Supplied data →

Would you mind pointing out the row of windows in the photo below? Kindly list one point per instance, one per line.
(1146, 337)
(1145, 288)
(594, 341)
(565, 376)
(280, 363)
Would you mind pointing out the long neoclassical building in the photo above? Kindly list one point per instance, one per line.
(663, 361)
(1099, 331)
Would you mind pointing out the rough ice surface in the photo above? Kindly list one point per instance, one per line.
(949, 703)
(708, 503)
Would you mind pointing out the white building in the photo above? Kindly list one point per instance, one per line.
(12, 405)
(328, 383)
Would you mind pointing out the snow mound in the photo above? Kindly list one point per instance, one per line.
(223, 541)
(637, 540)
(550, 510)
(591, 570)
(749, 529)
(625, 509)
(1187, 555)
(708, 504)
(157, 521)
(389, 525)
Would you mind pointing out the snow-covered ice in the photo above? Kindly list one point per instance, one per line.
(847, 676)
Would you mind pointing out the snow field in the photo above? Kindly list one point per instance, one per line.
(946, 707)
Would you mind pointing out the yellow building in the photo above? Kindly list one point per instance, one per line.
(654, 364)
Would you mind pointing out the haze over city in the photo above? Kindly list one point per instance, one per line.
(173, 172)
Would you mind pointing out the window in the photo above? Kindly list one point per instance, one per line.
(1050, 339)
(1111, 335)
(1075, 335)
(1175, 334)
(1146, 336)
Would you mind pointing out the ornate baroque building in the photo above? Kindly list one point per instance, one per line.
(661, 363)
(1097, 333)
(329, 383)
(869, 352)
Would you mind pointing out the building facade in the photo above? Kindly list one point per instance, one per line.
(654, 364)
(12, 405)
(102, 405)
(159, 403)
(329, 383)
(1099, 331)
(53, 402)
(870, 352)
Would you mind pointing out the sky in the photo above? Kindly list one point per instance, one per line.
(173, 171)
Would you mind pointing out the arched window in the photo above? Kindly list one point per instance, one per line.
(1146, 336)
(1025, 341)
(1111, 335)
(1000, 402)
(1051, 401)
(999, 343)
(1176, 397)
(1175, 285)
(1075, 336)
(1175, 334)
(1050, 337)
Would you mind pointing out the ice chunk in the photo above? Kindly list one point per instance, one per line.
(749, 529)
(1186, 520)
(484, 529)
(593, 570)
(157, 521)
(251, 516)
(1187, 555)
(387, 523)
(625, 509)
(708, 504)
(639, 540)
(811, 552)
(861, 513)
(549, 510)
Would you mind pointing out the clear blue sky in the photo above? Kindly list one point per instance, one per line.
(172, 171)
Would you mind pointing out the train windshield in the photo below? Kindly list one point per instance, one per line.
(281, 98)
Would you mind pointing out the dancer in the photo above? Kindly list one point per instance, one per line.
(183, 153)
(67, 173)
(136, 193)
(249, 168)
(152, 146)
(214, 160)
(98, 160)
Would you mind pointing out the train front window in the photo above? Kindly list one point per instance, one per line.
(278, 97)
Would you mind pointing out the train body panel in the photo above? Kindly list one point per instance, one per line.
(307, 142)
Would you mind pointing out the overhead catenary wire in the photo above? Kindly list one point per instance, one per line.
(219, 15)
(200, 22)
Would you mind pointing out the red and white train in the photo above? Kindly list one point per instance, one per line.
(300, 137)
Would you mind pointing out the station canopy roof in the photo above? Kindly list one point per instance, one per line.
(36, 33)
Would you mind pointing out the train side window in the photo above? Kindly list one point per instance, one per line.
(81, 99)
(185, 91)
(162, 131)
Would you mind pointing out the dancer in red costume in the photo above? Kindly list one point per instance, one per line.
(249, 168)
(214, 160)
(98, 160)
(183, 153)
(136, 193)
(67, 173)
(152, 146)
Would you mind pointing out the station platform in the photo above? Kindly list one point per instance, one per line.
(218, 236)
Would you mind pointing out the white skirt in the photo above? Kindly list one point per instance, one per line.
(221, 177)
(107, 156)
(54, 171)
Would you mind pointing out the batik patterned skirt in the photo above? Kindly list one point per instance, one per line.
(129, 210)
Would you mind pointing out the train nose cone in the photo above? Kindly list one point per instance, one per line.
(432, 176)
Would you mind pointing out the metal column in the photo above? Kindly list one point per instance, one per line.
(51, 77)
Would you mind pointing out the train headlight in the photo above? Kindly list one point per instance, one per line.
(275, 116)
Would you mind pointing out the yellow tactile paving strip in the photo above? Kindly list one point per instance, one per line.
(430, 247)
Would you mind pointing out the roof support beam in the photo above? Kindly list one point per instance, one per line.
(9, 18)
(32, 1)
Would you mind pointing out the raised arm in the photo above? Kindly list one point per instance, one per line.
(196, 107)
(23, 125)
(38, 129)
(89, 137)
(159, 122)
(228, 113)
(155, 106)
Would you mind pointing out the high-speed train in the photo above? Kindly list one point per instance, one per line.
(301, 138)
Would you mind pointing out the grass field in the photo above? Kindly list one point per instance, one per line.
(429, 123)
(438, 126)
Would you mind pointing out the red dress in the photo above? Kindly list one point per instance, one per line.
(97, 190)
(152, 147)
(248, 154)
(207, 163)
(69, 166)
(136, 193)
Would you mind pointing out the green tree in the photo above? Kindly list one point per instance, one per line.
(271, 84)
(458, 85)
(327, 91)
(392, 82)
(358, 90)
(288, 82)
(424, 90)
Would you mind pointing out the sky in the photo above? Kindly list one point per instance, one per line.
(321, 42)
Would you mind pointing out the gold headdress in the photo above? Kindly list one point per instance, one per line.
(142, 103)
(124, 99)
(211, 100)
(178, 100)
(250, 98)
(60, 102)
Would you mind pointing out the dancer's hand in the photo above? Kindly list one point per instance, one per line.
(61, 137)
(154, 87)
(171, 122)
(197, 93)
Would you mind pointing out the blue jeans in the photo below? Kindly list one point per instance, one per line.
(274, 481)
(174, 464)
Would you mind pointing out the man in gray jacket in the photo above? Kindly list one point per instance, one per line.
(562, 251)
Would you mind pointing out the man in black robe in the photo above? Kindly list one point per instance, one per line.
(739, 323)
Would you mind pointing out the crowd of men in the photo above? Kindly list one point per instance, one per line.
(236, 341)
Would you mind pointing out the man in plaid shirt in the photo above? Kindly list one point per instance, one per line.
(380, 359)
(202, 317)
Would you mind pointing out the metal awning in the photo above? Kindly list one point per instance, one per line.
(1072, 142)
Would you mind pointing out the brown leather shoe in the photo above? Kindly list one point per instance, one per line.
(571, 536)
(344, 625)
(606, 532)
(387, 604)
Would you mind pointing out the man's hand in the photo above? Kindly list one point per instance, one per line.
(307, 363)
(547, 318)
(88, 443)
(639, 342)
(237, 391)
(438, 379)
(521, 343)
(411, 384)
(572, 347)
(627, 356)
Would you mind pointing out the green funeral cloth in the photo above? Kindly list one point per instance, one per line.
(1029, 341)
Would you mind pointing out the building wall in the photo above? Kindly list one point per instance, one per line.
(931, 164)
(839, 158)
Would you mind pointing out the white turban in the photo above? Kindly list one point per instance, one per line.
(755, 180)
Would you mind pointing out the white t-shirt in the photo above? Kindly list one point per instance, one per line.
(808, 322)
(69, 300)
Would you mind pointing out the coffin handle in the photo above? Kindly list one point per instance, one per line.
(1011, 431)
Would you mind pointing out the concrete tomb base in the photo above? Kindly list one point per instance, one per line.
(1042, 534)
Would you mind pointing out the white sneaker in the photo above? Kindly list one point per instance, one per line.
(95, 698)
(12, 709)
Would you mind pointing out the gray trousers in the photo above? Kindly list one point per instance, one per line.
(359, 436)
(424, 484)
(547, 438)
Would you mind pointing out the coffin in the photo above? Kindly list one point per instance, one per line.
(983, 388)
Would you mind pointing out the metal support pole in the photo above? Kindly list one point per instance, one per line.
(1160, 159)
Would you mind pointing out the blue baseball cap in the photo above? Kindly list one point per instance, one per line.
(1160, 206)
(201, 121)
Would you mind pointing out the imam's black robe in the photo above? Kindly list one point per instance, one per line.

Required work → Set out the stretch above, from the line containing "Would you mind pointing out the white turban" through the line containing "(1011, 431)", as a Markdown table with the columns Number and Line text. Give each line its own numbered table row, and omit any blank lines.

Task result →
| Number | Line text |
|---|---|
| 1 | Would you mind pointing out the white turban in the photo above? Kindly list one point per instance, one per line. |
| 2 | (755, 180) |
| 3 | Would you mind pointing out the white t-shirt in the photo above? Kindly list one point per instance, one per line. |
| 4 | (808, 322) |
| 5 | (69, 300) |
| 6 | Would you mind pointing out the coffin handle in the photo above? Kindly list one point per instance, one per line. |
| 7 | (1011, 431) |